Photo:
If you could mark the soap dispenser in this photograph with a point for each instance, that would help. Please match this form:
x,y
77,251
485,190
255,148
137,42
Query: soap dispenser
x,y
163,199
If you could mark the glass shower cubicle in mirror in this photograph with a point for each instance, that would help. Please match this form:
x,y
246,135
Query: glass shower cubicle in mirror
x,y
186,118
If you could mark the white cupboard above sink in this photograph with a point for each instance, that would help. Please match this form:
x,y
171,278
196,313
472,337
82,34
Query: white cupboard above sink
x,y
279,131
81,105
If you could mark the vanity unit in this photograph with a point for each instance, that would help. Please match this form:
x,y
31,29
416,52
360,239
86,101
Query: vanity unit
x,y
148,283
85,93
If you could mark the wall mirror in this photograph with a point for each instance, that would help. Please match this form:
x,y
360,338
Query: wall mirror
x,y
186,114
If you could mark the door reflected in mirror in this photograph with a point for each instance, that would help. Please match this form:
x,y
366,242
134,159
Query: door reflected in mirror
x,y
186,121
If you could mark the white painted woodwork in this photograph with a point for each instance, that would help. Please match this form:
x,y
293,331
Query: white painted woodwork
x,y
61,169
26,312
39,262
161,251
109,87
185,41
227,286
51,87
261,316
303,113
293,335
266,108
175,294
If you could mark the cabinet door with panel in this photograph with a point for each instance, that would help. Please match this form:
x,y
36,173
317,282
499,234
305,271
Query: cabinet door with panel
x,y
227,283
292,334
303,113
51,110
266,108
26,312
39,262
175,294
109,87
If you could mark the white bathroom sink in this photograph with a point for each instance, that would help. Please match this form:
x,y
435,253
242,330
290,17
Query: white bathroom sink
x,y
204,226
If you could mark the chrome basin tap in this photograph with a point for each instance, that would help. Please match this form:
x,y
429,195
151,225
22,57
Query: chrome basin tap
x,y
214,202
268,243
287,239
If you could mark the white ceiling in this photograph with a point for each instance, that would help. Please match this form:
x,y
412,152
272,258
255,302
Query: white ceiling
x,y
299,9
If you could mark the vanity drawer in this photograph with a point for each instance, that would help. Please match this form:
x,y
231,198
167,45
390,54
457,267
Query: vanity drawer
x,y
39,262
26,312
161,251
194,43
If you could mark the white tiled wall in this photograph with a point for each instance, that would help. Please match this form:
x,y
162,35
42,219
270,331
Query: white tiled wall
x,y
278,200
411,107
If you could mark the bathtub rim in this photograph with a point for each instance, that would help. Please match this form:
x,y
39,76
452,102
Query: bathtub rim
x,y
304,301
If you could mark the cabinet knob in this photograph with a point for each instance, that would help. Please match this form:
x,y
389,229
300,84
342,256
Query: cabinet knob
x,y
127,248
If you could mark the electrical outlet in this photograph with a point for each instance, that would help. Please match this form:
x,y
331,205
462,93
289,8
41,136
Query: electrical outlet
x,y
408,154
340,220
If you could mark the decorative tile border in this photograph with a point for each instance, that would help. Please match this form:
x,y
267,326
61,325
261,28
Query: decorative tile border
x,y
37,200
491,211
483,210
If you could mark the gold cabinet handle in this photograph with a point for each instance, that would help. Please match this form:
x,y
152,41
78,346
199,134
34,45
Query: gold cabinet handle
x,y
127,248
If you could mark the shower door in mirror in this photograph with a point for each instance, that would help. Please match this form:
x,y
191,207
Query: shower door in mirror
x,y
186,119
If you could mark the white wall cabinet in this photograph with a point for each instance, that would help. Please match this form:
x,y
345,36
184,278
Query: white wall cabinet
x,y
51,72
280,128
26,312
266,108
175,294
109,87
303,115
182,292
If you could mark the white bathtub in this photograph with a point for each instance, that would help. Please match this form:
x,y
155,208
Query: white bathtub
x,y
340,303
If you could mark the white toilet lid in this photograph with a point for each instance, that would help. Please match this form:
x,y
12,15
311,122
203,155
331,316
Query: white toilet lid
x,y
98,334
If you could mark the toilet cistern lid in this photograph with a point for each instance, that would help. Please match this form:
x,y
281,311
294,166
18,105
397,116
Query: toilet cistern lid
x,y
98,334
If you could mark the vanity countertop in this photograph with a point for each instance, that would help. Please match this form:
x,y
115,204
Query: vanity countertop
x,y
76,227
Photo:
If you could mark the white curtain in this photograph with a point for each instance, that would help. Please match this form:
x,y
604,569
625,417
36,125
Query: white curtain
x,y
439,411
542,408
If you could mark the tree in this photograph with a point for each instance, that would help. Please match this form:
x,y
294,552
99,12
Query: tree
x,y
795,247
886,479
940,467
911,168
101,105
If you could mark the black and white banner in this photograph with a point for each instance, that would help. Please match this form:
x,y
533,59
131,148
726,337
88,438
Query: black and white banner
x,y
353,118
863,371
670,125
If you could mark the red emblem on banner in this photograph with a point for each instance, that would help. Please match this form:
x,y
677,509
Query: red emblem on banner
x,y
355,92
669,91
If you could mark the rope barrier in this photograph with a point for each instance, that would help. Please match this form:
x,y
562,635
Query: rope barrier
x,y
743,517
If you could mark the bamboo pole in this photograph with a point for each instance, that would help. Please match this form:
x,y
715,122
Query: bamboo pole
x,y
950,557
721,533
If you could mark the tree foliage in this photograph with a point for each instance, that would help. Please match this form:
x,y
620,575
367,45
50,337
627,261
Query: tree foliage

================================

What you need to do ▸ Rewrite everything from the line containing "If you could mark the bamboo" down to the end of the rows, putting "wooden pole" in place of "bamboo pole" and leaving the rest unchanged.

Response to this task ▸
If you could mark the wooden pole in this photograph with a point for each instance, that would help. Please match this form:
x,y
715,122
Query: wooden pole
x,y
950,557
721,533
If you could mark the tree foliage in this photograph with a point for each instance, that would help. Please match this form:
x,y
620,575
367,45
50,337
627,261
Query: tree foliage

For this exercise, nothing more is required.